WHAT IS NEEDED
Among the records below, find the lines containing "would" and state only how many there are.

EXTRACTED MATERIAL
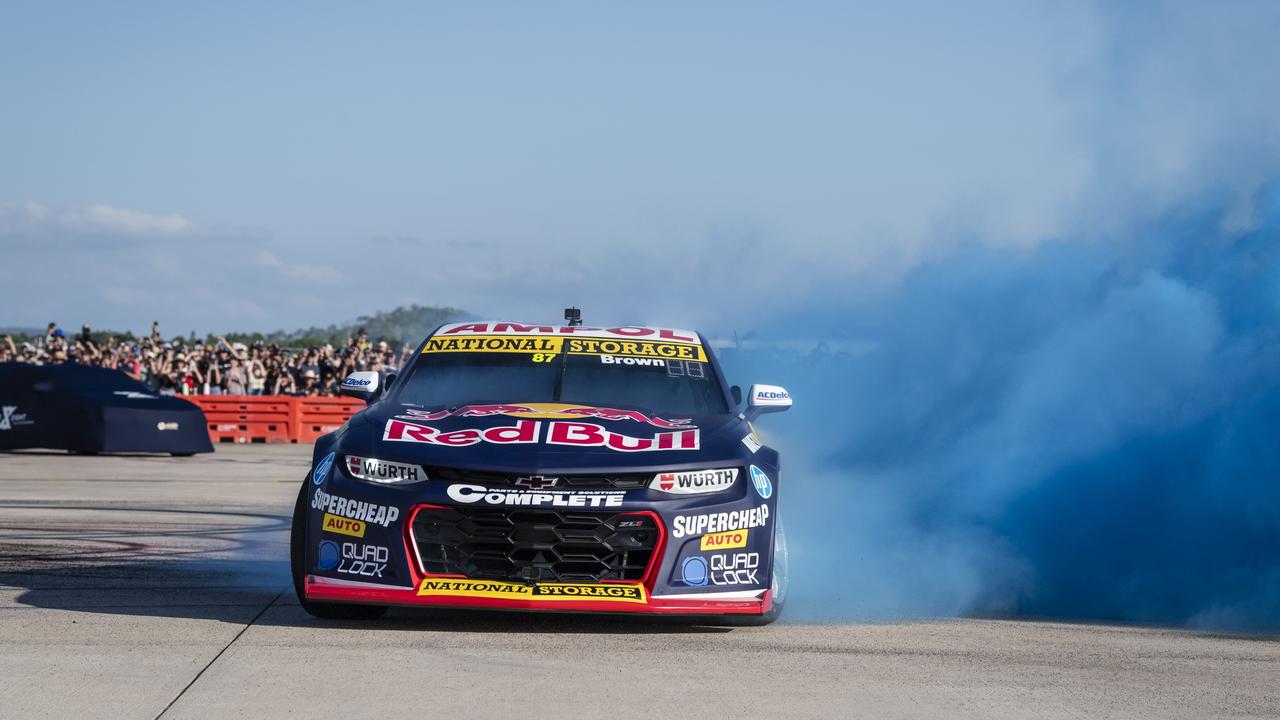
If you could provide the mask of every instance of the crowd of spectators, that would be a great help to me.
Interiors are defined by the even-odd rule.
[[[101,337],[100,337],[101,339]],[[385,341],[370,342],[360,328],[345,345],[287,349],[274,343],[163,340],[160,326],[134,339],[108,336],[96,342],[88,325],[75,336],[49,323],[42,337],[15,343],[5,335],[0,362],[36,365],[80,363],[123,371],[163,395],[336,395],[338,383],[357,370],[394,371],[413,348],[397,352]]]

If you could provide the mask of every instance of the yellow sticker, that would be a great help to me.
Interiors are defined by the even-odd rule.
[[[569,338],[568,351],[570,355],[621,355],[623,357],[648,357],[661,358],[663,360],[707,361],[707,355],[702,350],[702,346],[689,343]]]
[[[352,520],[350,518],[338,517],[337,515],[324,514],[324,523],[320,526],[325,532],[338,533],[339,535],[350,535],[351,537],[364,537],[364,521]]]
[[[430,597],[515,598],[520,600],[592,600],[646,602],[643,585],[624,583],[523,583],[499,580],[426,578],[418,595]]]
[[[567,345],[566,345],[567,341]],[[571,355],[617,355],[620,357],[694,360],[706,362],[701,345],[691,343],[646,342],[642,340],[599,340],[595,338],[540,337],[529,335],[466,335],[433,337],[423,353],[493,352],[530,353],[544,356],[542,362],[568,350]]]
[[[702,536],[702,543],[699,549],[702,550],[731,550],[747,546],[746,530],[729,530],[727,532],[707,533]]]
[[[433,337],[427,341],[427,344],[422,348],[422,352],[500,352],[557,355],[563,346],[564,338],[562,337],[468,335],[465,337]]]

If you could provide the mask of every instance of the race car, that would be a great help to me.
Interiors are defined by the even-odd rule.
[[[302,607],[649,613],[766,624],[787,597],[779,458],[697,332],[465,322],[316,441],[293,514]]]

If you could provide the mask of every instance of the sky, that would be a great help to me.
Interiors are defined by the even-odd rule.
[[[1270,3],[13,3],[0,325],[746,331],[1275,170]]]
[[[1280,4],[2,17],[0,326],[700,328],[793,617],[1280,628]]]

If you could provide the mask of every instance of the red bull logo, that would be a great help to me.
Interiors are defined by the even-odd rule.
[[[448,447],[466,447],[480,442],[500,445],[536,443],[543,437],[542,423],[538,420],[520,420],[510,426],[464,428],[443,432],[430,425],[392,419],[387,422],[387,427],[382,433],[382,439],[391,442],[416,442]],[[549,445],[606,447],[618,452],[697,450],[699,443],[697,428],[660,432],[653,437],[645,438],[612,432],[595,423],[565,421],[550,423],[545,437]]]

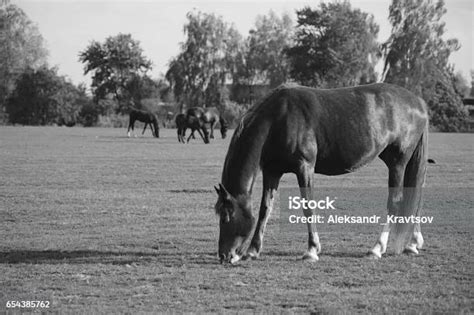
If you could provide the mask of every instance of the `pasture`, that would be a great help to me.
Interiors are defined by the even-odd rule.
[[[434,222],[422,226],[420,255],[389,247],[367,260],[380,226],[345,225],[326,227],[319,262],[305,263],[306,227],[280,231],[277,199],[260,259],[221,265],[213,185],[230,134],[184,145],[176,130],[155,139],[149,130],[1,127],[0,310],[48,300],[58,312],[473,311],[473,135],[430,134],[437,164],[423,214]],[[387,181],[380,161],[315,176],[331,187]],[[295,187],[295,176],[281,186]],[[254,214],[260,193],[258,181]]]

EXERCISE SOLUTION
6